• **THE INPUT**:

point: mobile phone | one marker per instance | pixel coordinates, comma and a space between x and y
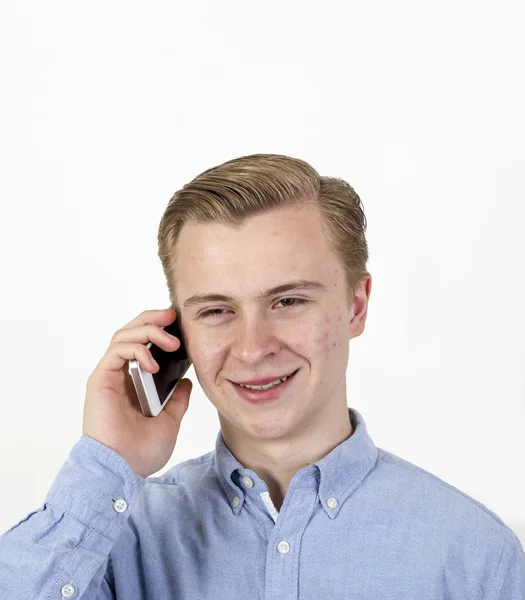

--

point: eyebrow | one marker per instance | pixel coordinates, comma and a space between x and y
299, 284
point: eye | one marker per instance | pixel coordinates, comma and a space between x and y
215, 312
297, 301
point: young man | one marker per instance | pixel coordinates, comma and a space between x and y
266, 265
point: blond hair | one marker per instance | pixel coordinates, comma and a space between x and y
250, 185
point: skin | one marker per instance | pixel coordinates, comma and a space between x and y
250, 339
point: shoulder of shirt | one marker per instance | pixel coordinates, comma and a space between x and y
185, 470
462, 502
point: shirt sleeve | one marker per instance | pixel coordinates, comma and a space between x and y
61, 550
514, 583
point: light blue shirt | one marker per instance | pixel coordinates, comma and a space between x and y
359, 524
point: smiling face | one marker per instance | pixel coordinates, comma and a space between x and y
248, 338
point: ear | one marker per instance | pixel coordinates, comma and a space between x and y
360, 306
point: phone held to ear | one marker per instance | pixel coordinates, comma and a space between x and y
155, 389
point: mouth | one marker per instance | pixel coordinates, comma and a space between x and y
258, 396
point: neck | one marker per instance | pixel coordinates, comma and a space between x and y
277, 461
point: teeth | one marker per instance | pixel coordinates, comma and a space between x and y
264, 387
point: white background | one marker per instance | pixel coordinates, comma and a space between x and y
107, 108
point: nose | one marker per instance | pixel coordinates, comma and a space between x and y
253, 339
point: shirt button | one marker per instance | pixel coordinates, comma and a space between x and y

---

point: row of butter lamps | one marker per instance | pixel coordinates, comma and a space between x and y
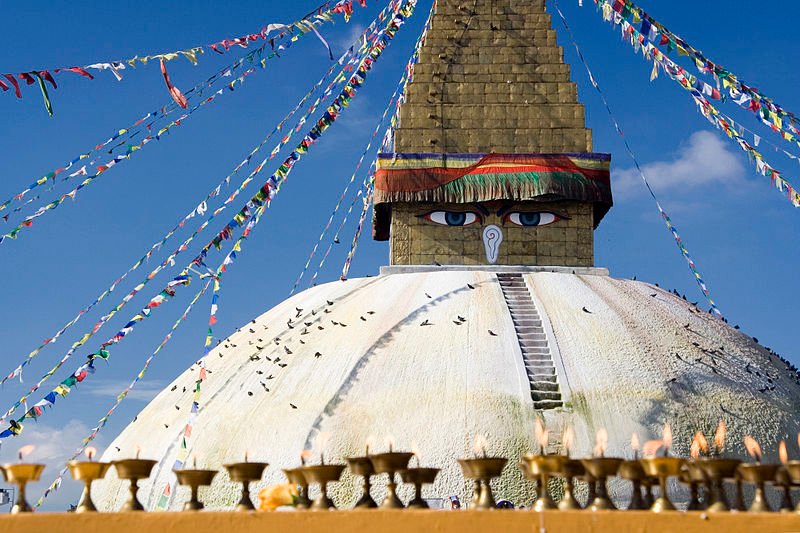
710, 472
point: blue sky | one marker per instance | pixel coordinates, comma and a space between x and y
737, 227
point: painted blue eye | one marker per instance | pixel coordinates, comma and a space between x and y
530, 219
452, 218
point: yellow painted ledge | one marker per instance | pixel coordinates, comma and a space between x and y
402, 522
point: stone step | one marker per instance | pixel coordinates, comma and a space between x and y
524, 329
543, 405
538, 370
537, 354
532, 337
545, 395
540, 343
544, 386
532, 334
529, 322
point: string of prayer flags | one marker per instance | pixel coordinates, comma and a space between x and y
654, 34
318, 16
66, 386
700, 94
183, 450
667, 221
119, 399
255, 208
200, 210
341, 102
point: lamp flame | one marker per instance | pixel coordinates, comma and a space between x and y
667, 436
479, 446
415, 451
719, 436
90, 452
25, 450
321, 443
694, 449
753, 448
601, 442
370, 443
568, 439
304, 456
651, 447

• **TASK ITEM**:
Please return the lines above that run from the line containing "point: shoulder of" to the line containing "point: shirt button", inclusive, exactly and with no other lines.

• **SOLUTION BELOW**:
point: shoulder of shirt | one marker per instance | pixel coordinates, comma and a space between x and y
185, 470
462, 502
point: shirt sleeve | one marker per instance | pixel coordinates, comma and a space between x and y
61, 550
514, 583
point: light blue shirt | one marker per instance | pixel coordinates, comma and a space between x and y
359, 524
point: smiling face | one marker per instance | pixel coordinates, comma and a space between x and y
248, 338
point: ear | one marker per instance | pixel coordinates, comma and a space between x and y
360, 306
point: phone held to ear | one marker per instance | pixel coordinates, comma and a space between x and y
155, 389
point: mouth | one marker per instance | pixel coordinates, comma and a space between x and y
258, 396
point: neck | one marker per instance | pixel coordinates, comma and a space between x and y
277, 461
point: teeth | one marker per instance | pixel coordinates, comma and a space between x and y
264, 387
point: white background | one marker per instance | pixel coordinates, comma and a space between x and y
107, 108
point: nose | one marker per instance | pixel coordinates, comma and a space between x and y
253, 339
point: shirt button | one marker per instance | pixel coordinates, comma and a space between x and y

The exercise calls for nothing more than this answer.